[Dataset entries]
====================

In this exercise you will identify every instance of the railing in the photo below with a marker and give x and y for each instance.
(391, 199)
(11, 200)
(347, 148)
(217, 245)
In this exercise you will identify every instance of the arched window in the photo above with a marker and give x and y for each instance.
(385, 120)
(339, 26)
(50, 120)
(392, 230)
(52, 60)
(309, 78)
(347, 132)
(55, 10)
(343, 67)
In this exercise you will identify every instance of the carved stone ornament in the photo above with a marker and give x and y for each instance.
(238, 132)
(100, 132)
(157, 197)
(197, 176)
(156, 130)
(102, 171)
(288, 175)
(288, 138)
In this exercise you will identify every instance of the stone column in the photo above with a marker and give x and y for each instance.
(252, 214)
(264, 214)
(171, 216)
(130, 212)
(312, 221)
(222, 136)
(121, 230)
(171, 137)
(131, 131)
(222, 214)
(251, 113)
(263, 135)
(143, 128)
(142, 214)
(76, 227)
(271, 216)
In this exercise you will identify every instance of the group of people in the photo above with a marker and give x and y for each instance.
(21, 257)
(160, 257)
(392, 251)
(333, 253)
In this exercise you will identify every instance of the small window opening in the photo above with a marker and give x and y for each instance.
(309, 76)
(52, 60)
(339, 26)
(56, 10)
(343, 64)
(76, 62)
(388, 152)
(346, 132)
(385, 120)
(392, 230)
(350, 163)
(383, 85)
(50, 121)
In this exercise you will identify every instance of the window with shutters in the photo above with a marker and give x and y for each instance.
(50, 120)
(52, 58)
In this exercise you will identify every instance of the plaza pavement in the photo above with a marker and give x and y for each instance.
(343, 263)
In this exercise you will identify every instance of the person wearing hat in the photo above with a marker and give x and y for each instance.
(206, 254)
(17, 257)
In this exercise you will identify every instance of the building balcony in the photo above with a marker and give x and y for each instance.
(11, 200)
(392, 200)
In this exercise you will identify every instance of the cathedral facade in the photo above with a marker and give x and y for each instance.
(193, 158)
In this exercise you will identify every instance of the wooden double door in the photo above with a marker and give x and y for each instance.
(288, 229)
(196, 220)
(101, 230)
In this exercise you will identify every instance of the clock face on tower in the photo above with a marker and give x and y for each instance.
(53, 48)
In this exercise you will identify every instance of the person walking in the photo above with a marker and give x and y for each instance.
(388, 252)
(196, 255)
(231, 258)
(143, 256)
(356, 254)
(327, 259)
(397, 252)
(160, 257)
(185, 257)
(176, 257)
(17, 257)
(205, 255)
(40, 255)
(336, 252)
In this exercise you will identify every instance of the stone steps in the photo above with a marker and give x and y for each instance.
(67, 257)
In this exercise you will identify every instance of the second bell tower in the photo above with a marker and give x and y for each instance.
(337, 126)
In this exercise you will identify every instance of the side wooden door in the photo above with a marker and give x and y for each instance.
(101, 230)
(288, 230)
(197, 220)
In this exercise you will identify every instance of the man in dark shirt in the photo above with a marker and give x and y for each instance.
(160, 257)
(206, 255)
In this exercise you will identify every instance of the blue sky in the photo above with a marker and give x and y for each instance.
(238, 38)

====================

• _Activity_: Once more, write out all the data exactly.

• _Output below_:
In this exercise you will identify every instance of the railing in the photo below with a marker and give x and y for each instance.
(391, 199)
(11, 200)
(347, 148)
(217, 245)
In this exercise you will identify every instance of the arched window in the photo above with a marker and give x and y for each instance.
(385, 120)
(339, 26)
(50, 120)
(392, 230)
(52, 60)
(309, 78)
(347, 132)
(55, 10)
(343, 67)
In this exercise you will identify every instance of the carved stone ornament in the photo above with a marker and give x and y for each instance.
(238, 132)
(100, 132)
(157, 197)
(197, 176)
(156, 130)
(102, 171)
(288, 175)
(288, 138)
In this exercise you will identify every instance of the stone column in the photo above with a marker and give x and y for each instance.
(252, 214)
(264, 214)
(171, 216)
(130, 212)
(312, 221)
(222, 136)
(121, 230)
(171, 137)
(131, 131)
(222, 214)
(251, 113)
(263, 135)
(143, 128)
(142, 214)
(76, 227)
(271, 216)
In this exercise you will identify every instance of the group of people in the photo above with a marker and give x and y for each instance.
(21, 257)
(160, 257)
(392, 251)
(333, 253)
In this exercise you will identify every instance of the small window opening in the photo above with a marker and give x and y for each instance.
(309, 76)
(52, 60)
(339, 26)
(56, 10)
(343, 64)
(76, 62)
(388, 152)
(346, 132)
(385, 120)
(392, 230)
(350, 163)
(383, 85)
(50, 121)
In this exercise you will identify every instance of the window with shutters in the photo above with a marker and give x and y for each instance.
(50, 120)
(52, 58)
In this exercise you will identify every instance of the plaza pavement in the photo above with a marker and give x and y for each instance.
(343, 263)
In this exercise you will identify every instance of the person wearing hat in the photo above with a marker and give x and y for each instance.
(206, 254)
(17, 257)
In this exercise you will identify every instance of the building balcony in the photo above with a marker and give x and y for each instance.
(11, 200)
(392, 200)
In this exercise you will identify every instance of the cathedral facade in the photo above with a marker and give x and y for each instance.
(193, 158)
In this exercise you will identify every instance of the wooden double door in the photo above with a marker and give x and y for each instance.
(288, 229)
(196, 220)
(101, 230)
In this exercise you will identify every instance of the clock face on tower in the photo above with a marker and give x and y for each instance.
(53, 48)
In this exercise you will identify every instance of the person walking in the photo above with a marker and give x and y for each instance.
(388, 252)
(196, 255)
(231, 258)
(143, 256)
(356, 254)
(327, 259)
(397, 252)
(160, 257)
(185, 257)
(176, 257)
(17, 257)
(205, 255)
(40, 255)
(336, 252)
In this exercise you will identify every instance of the stone steps in the photo above with a marker and give x and y for each instance.
(67, 257)
In this exercise you will identify every instance of the second bell tower in the photo above with a marker and give x and y for each instance.
(337, 126)
In this exercise you will identify every instance of the side wooden door in the photo above with a marker and give x and y for each instance.
(101, 230)
(288, 230)
(197, 220)
In this exercise you will identify every instance of the man in dark shirt in the photo above with a marker and give x and y for each instance.
(160, 257)
(206, 255)
In this exercise you will identify every instance of the blue sky in the photo above with a marker and give x and y for each instance.
(238, 38)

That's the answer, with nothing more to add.